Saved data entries
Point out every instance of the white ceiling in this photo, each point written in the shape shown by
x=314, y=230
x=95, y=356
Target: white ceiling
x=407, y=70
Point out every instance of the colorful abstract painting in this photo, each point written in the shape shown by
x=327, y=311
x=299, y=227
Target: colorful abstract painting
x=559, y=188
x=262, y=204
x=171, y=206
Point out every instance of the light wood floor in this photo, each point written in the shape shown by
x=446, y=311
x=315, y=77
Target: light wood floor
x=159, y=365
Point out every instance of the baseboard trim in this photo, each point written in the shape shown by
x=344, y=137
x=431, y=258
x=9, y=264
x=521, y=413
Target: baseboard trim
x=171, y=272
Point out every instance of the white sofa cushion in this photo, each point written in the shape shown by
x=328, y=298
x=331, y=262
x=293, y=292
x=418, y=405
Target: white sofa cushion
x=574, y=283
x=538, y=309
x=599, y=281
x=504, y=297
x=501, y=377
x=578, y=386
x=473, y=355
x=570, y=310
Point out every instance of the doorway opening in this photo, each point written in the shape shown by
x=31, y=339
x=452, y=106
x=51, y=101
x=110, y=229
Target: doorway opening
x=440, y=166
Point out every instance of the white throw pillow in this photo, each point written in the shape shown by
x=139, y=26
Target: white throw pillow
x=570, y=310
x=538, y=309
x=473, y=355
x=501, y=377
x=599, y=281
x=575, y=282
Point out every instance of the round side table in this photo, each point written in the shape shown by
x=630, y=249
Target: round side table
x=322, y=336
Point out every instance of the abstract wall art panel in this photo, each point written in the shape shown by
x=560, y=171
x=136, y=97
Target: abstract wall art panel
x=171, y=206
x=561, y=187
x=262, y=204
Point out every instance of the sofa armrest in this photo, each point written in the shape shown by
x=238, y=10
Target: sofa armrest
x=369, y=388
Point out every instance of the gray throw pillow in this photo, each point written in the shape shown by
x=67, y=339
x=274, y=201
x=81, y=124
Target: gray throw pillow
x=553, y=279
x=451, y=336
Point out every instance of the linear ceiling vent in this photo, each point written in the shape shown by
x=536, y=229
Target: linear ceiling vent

WHAT YOU HAVE TO DO:
Your task is to reproduce each entry exactly.

YOUR SOLUTION:
Point out every instance of the white ceiling in this photo, each point written in the shape shown by
x=314, y=230
x=95, y=356
Target: white ceiling
x=407, y=70
Point out every instance of the colorful abstract painting in this photo, each point written in the shape shown by
x=327, y=311
x=299, y=227
Target: colorful abstract painting
x=559, y=188
x=262, y=204
x=171, y=206
Point out every instance of the light wood floor in this photo, each point written in the shape shown by
x=446, y=311
x=315, y=77
Target: light wood floor
x=159, y=365
Point out every instance of the baseboard trim in this photo, each point written in the shape shown by
x=344, y=137
x=431, y=258
x=9, y=264
x=521, y=413
Target: baseboard trim
x=171, y=272
Point out every instance of the white sofa cushion in this photo, each point written in the shape shown by
x=328, y=298
x=331, y=262
x=293, y=292
x=418, y=405
Target: white sofa cushion
x=574, y=283
x=538, y=309
x=599, y=281
x=504, y=297
x=501, y=377
x=578, y=386
x=473, y=355
x=570, y=310
Point out every instance of the doorway opening in this photo, each point written in the shape shown by
x=31, y=339
x=452, y=106
x=51, y=101
x=110, y=229
Target: doorway opening
x=440, y=166
Point out every instance of the white throw pillow in this photo, each point written in the shape shown by
x=139, y=26
Target: white throw pillow
x=570, y=310
x=538, y=309
x=473, y=355
x=501, y=377
x=599, y=281
x=575, y=282
Point out every instance of the round side table in this photo, each point written in the shape shown by
x=630, y=249
Target: round side table
x=322, y=336
Point out every instance of the abstract wall art panel in this photo, each point written in the shape shown by
x=560, y=171
x=136, y=97
Target: abstract wall art panel
x=171, y=206
x=561, y=187
x=262, y=204
Point out every instance of the sofa armrest in this photo, each point written in the shape shown by
x=238, y=10
Target: sofa armrest
x=369, y=388
Point out every instance of the gray throw pillow in this photo, each point written in the shape shown by
x=67, y=339
x=274, y=201
x=81, y=124
Target: gray throw pillow
x=553, y=279
x=451, y=336
Point out every instance of the linear ceiling vent in this photo, each point written in the shape shown by
x=536, y=229
Target: linear ceiling vent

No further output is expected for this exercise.